>>

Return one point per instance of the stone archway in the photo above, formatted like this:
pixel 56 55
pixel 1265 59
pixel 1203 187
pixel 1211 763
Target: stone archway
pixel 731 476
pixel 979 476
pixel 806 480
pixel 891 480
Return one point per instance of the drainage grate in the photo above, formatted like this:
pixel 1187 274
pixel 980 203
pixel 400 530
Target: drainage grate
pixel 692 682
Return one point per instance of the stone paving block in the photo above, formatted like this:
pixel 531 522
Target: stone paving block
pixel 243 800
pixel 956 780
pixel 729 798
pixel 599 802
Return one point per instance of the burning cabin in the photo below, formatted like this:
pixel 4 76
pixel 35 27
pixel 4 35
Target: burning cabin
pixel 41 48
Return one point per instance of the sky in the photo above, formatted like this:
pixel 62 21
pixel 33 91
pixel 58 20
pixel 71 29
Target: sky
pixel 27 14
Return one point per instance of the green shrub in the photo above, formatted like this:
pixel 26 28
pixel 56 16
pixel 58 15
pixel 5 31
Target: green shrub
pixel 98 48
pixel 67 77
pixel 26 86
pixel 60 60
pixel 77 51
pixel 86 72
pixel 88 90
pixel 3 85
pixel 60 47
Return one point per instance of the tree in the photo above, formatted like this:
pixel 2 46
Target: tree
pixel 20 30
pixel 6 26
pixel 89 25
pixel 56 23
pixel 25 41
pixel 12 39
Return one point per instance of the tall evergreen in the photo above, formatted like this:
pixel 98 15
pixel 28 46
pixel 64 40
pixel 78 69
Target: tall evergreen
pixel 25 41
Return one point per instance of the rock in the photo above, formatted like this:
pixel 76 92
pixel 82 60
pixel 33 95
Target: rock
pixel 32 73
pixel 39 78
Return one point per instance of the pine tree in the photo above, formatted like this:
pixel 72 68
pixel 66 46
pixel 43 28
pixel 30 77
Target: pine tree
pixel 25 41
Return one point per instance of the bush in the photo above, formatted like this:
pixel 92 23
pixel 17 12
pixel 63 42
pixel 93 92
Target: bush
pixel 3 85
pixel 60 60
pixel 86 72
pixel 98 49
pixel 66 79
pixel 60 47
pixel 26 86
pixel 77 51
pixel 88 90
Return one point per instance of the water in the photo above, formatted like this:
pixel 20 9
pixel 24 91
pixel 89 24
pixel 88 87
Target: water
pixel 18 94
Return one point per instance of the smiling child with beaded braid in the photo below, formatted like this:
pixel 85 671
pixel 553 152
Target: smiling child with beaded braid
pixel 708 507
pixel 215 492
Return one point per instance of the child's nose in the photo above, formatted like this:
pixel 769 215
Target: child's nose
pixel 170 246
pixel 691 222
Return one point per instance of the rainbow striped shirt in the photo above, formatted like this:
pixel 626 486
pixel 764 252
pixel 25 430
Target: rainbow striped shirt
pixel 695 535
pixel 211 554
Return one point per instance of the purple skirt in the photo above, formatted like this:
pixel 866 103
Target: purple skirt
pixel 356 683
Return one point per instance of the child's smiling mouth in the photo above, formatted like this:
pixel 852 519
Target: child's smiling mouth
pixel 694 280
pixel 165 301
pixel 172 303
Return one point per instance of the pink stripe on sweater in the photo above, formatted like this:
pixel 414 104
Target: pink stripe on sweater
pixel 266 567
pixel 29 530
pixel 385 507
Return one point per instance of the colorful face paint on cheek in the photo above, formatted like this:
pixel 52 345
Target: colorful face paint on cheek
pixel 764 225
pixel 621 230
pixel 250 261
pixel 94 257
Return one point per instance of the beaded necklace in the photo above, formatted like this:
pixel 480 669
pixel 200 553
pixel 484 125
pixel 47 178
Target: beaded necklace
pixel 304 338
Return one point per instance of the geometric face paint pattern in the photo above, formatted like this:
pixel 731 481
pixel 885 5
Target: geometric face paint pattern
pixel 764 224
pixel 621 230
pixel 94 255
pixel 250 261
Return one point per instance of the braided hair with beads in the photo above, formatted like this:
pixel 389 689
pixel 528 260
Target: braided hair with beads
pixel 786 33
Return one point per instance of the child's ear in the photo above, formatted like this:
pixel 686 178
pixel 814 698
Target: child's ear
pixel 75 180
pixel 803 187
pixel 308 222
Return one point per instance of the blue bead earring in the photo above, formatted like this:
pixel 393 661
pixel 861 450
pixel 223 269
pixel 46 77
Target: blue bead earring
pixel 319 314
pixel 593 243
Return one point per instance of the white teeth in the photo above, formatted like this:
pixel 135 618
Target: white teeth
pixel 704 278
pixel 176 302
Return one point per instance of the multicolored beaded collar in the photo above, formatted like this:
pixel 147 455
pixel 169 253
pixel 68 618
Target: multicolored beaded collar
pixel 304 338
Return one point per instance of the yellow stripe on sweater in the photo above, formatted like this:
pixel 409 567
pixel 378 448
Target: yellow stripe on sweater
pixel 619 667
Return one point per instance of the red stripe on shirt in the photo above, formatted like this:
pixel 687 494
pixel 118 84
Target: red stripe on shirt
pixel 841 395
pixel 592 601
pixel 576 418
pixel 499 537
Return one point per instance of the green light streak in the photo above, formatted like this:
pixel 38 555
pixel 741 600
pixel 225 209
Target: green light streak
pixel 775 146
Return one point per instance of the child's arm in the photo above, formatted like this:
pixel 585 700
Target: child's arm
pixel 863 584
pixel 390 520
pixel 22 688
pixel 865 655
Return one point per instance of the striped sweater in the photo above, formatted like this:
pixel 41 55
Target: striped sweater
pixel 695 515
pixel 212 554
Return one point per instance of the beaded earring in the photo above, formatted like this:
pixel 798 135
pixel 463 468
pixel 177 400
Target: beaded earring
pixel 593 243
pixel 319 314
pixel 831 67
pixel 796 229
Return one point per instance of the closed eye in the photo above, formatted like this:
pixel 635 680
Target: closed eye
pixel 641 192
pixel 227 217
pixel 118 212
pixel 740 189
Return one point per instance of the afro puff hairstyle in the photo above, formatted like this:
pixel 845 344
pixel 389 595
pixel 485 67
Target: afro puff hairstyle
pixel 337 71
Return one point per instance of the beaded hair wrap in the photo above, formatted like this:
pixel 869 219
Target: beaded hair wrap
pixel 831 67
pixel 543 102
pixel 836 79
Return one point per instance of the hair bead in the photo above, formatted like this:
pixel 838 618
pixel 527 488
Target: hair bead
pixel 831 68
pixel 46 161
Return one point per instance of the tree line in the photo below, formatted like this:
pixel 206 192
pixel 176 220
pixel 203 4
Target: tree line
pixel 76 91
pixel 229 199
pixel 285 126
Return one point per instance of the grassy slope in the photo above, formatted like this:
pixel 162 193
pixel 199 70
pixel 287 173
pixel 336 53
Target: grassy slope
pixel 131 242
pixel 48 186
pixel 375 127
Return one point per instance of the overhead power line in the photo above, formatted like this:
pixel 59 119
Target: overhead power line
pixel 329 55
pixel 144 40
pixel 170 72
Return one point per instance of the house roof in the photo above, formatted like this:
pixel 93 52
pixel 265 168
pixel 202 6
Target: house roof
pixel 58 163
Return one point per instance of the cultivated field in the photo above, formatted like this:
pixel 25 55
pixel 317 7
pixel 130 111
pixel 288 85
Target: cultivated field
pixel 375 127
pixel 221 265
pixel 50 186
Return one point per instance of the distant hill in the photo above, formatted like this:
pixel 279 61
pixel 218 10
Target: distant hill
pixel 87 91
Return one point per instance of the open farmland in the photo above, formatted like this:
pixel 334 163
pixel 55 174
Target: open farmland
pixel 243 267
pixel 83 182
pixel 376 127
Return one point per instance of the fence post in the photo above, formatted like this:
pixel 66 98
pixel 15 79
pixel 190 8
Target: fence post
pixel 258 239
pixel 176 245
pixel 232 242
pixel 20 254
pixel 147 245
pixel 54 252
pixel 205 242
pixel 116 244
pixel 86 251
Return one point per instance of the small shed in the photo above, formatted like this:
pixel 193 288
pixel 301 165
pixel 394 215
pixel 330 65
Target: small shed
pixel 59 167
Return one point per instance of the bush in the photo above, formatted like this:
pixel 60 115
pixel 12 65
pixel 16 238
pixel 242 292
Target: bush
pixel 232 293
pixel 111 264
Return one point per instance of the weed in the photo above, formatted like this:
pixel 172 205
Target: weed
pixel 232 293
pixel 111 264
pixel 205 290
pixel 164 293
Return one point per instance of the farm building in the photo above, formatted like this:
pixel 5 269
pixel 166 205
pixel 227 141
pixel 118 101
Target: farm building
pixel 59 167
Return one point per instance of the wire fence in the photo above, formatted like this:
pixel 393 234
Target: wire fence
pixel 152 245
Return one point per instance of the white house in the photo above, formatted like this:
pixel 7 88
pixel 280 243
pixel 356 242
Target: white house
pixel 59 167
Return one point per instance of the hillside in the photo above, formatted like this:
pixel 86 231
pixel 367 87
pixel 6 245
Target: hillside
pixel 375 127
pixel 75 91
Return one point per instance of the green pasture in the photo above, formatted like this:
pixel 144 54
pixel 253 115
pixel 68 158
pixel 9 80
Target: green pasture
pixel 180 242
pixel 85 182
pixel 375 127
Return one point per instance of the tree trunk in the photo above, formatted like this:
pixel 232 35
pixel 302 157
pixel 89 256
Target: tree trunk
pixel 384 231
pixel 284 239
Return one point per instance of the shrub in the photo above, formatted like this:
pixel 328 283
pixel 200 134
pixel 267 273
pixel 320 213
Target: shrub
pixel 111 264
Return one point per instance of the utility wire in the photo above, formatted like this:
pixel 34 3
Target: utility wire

<<

Copy out the range of lines above starting at the line with "pixel 93 52" and ending at the line with "pixel 218 10", exactly and including both.

(SOLUTION FOR THIS EXERCISE):
pixel 93 52
pixel 265 168
pixel 202 6
Target: house roof
pixel 58 163
Return one point per instance of the cultivated field in the photo above, formatted like this:
pixel 25 55
pixel 317 7
pixel 130 111
pixel 288 85
Target: cultivated field
pixel 375 127
pixel 221 265
pixel 50 186
Return one point per instance of the distant hill in the photo above, formatted like this:
pixel 279 61
pixel 218 10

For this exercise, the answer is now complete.